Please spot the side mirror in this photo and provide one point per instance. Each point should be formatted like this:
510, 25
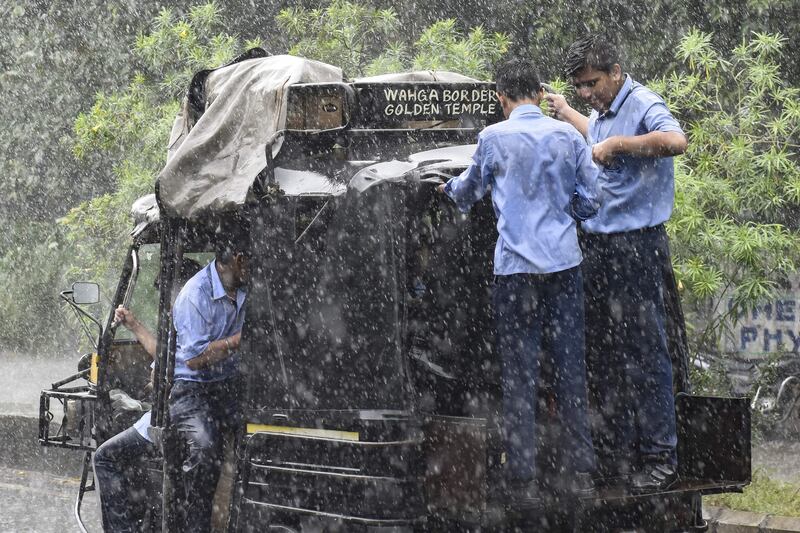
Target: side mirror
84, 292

--

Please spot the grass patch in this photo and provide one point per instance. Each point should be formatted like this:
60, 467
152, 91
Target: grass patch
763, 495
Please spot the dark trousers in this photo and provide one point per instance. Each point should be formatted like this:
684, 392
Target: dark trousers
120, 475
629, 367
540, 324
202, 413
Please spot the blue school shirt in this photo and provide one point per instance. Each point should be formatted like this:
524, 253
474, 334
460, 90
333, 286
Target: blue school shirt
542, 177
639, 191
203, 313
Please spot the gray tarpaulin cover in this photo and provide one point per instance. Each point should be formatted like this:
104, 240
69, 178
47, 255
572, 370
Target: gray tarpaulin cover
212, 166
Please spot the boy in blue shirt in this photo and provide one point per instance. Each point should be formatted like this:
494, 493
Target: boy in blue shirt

==

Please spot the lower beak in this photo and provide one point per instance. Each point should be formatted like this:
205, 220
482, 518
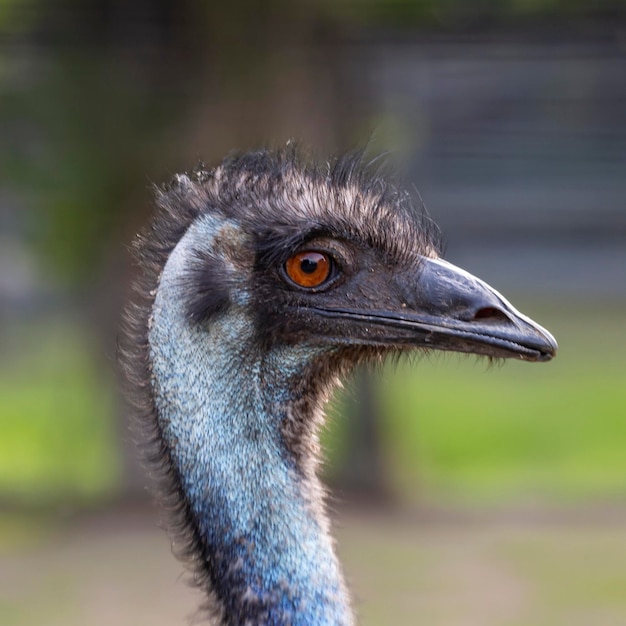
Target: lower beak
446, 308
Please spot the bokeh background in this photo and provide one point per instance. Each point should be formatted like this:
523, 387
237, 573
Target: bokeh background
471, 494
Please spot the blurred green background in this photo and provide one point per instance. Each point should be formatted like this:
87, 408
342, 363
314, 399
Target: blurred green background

__What is being asked__
Please identify every line in the rows above that contains the string "trousers" and copy each one, treating uppercase and lowercase as different.

__Worked solution__
Please spot the dark trousers in this photo and provide one point per instance. Each point should be formatted like this:
Target: dark trousers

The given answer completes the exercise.